### [Assigned task]
Copy out every entry precisely.

### [Given entries]
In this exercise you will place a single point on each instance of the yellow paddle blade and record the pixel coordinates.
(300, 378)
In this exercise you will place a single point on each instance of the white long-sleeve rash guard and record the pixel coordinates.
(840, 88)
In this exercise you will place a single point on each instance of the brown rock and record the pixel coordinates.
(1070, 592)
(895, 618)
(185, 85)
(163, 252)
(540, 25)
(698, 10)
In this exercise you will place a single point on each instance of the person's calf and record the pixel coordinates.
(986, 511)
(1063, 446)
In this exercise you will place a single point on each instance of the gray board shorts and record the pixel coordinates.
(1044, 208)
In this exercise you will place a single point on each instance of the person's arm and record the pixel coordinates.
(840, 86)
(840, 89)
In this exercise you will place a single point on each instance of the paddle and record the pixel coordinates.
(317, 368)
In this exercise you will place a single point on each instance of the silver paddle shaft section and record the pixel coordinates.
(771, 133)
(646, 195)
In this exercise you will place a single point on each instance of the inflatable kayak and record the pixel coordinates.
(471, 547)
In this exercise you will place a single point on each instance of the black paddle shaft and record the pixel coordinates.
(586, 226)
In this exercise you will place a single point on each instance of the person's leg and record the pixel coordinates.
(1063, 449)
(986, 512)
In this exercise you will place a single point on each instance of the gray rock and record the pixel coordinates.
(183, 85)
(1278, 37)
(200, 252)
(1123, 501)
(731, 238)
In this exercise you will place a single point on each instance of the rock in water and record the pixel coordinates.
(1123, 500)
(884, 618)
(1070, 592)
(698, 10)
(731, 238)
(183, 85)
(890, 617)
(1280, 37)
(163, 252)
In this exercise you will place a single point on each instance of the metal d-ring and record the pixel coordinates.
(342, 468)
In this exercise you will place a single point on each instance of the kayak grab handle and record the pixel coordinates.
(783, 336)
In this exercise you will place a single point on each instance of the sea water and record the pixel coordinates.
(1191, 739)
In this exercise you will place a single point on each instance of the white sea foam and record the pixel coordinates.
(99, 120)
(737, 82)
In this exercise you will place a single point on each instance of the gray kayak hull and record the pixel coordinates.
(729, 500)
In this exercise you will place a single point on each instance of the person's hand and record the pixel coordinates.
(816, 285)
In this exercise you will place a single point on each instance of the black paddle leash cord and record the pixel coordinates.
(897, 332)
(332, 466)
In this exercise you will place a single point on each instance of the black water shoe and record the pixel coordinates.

### [Response]
In this exercise you will place a single point on each instance of the yellow paddle blade and record the pixel coordinates.
(300, 378)
In this exercise you will place a single point on each instance of the white long-sleeve rash guard and record the pixel coordinates.
(840, 88)
In this exercise you will place a single point on each instance of the brown rock and record the pixel coordinates.
(1070, 592)
(895, 618)
(185, 85)
(163, 252)
(540, 25)
(698, 10)
In this exercise you will place a single point on each instance of the person's calf and record the pixel coordinates.
(986, 511)
(1063, 446)
In this exercise you will place a single point on each instance of the gray board shorts and record the pixel coordinates.
(1044, 208)
In this exercise you will place a single point on each instance of the person's arm and record the pixel coordinates.
(840, 86)
(840, 89)
In this exercise you will place a single point on each instance of the paddle and record the pixel coordinates.
(317, 368)
In this exercise you will place a single point on each instance of the silver paddle shaft section and record the pixel coordinates.
(771, 133)
(646, 195)
In this exercise you will place a single point on each instance of the inflatable kayak and record the pixel coordinates.
(471, 547)
In this exercise you will place a single point on each instance of the black paddle shaft and record the pixel coordinates.
(586, 226)
In this exercise you will place a single point on each instance of the person's leg and record the pixel coordinates.
(1063, 449)
(986, 512)
In this exercise you will place a single point on each instance of the gray rock and record the pixel coordinates.
(183, 85)
(1278, 37)
(200, 252)
(1123, 501)
(731, 238)
In this exercise you will place a single point on each instance of the rock in water and record the pixel coordinates.
(1123, 500)
(884, 618)
(1070, 592)
(698, 10)
(731, 238)
(183, 85)
(890, 617)
(1280, 37)
(163, 252)
In this exercise you will place a single point on each instance of the metal d-ring and record the pixel coordinates.
(342, 468)
In this exercise you will place a single point on each instance of the kayak grab handle and record the pixel coordinates.
(783, 336)
In this exercise you will place a single point on each instance of the sea water and record the pixel coordinates.
(1191, 739)
In this exercise you will place a single point on each instance of the white sea foam and record the pixel coordinates.
(99, 120)
(737, 82)
In this exercise you will place a single point on each instance of the gray kayak hull and record the pixel coordinates.
(729, 500)
In this exercise you will place a single point on each instance of the person's hand and record the pixel coordinates.
(816, 285)
In this exercise you will place a single point on each instance of the black paddle leash cord and record the pixel coordinates.
(897, 332)
(332, 466)
In this exercise you will place a single point on each instance of the black water shoe and record the pixel coordinates.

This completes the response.